_Problem description_
Transcribe the listing that follows exactly, from its first line to its last.

_Exercise data_
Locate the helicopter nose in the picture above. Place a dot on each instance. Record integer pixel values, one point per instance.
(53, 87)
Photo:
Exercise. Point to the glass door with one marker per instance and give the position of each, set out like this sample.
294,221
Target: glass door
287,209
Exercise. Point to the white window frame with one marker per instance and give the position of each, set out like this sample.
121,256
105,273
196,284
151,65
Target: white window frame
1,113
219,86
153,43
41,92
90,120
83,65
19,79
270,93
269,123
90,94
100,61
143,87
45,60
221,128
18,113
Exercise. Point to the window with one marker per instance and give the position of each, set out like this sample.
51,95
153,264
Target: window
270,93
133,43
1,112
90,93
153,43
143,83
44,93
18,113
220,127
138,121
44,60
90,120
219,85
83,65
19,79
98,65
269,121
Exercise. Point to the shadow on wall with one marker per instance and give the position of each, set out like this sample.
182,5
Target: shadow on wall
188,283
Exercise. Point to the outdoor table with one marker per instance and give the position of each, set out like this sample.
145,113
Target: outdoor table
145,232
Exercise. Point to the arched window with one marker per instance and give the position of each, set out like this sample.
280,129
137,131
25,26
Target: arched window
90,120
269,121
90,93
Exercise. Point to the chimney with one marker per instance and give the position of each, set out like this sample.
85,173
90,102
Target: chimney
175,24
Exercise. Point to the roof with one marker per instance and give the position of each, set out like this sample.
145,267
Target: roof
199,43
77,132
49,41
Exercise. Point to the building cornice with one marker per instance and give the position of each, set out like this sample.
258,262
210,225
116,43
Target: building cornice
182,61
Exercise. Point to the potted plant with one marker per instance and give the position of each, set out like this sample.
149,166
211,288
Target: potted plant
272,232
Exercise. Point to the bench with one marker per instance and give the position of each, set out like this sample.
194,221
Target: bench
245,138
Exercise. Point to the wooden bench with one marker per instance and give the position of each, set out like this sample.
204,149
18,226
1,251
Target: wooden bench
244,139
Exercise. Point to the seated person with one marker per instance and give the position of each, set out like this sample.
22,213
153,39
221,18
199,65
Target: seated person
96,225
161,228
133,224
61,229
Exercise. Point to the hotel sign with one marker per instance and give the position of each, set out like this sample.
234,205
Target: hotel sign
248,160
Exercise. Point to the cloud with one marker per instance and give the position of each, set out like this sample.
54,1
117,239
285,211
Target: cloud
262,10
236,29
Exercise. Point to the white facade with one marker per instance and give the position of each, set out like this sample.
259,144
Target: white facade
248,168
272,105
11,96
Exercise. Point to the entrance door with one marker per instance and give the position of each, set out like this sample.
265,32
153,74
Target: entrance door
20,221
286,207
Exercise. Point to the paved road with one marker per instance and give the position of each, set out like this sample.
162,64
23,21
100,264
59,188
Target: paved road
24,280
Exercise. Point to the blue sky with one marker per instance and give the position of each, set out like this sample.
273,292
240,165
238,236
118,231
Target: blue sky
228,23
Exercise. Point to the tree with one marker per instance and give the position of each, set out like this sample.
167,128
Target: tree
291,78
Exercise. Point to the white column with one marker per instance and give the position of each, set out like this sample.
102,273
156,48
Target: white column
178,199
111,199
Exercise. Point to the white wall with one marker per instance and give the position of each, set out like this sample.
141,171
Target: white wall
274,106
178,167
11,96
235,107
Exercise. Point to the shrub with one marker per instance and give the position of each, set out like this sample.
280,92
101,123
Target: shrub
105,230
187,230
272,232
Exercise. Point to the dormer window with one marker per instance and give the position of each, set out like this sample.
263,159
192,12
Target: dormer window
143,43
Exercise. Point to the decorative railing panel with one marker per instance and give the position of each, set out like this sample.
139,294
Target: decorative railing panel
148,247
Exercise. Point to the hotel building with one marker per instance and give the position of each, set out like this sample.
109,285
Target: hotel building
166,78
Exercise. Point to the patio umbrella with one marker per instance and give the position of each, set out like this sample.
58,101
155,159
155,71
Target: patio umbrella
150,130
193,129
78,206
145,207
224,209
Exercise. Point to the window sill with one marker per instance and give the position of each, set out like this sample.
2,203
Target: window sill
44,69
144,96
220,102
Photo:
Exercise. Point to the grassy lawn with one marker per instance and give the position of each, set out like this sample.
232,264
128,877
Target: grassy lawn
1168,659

_Solution for this task_
Locate the helicopter nose in the picture above. Place a dot on each instance. Record integer pixel values, one point per instance.
(53, 87)
Photo:
Exercise. Point to the glass door with one marker per instance and give the position of each, set out like this sample.
294,221
Target: glass door
287,209
Exercise. Point to the white window frame with one marker per instance and give the position of each, set out like this sample.
121,256
105,273
196,284
151,65
Target: white window frame
1,113
219,86
153,43
41,92
90,120
83,65
19,79
270,93
269,123
90,94
100,61
143,87
45,60
221,128
18,113
Exercise. Point to the window with one marker per instance and give the position of each, set out like this sample.
51,95
153,264
Target: window
270,93
133,43
1,112
90,93
153,43
143,83
44,93
18,113
220,127
138,121
44,60
90,120
219,85
83,65
19,79
98,65
269,121
Exercise. Point to the shadow on wall with one marker per instance and give the position of each, set out like this sample.
182,5
Target: shadow on wall
188,283
Exercise. Point to the outdoor table with one marker per instance and give the position of each, set out like this sample.
145,113
Target: outdoor table
145,232
Exercise. Point to the arched window with one marker per instance and give the position of each, set out like this sample.
280,129
137,131
25,26
Target: arched window
90,120
269,121
90,93
Exercise. Point to the chimney with one marker per instance and give the position of each, set out like this sample.
85,173
90,102
Target: chimney
175,24
Exercise. Point to the roof with one marker per instance and give the position of each, set out like this sample.
145,267
Target: roof
199,43
77,132
49,41
Exercise. Point to the building cornice with one marker per instance and give the position of each, set out like this sample.
258,262
210,225
116,43
Target: building cornice
182,61
Exercise. Point to the potted plant with one marker per instance and give the position of each, set out like this sample.
149,166
211,288
Target: potted plant
272,232
Exercise. Point to the bench with one marker per instance and give the position of each, set out like this sample.
194,221
Target: bench
245,138
Exercise. Point to the wooden bench with one marker per instance and give the position of each, set out like this sample.
204,149
18,226
1,251
Target: wooden bench
244,139
Exercise. Point to the seated person with one marker per instance and give the position of each, set out like this sample.
22,213
153,39
221,18
199,65
Target: seated person
96,225
161,228
133,224
61,229
Exercise. Point to the hotel sign with one marker per instance and give the position of each, set out like this sample.
234,205
Target: hotel sign
248,160
Exercise. Point to the cloud with one marker per instance and give the position of each, set out like this sample.
54,1
117,239
285,211
Target: cloud
262,10
236,29
Exercise. Point to the white facade with one marker per instance and give the position of each, set out like this sample.
259,144
Target: white facade
248,168
272,105
11,96
Exercise. Point to the entrance door with one marker per instance and give the position of each, set out like this sample.
265,32
153,74
Target: entrance door
20,221
286,207
Exercise. Point to the paved road with one marker per instance and give the position of each, set out like this sample.
162,64
23,21
100,264
59,188
Target: paved road
24,280
Exercise. Point to the blue sky with one marker per instance and give the position of each, set out like this sample.
273,292
240,165
238,236
118,231
Target: blue sky
228,23
Exercise. Point to the tree with one marker per instance and give the position of each, set out like this sample.
167,128
Target: tree
291,78
Exercise. Point to the white column with one marker per instance and give the position of each, set out like this sample.
102,273
156,48
Target: white column
178,199
111,199
Exercise. Point to the white wall with one marker per instance and give the position of each, set out like this sample.
141,171
Target: white wall
274,106
178,167
11,96
235,107
Exercise. Point to the shrub with one marker per instance and give the position of each, set out like this sample.
280,92
101,123
Target: shrub
105,230
187,230
272,232
Exercise. Point to the dormer window with one marker per instance and give the position of each, set out like this sample.
263,159
192,12
Target: dormer window
143,43
Exercise. Point to the decorative railing panel with one marker per instance and give the position of each, set out like this sample.
139,294
Target: decorative railing panel
148,247
Exercise. Point to the hotel building with one marker per instance and give the position of each, set out like this sample.
109,285
Target: hotel building
166,78
Exercise. Point to the patio umbrella with one marker per instance and give the position of each, set out like this sample.
58,101
155,159
155,71
Target: patio umbrella
150,130
193,129
78,206
145,207
224,209
Exercise. Point to the window sill with one marker per instance and give the position of each, set out like this sample.
2,203
Target: window sill
44,69
144,96
220,102
Photo:
Exercise. Point to the grassy lawn with one marker per instance and give the position of each, set out like this sample.
232,264
128,877
Target: grassy lawn
1168,659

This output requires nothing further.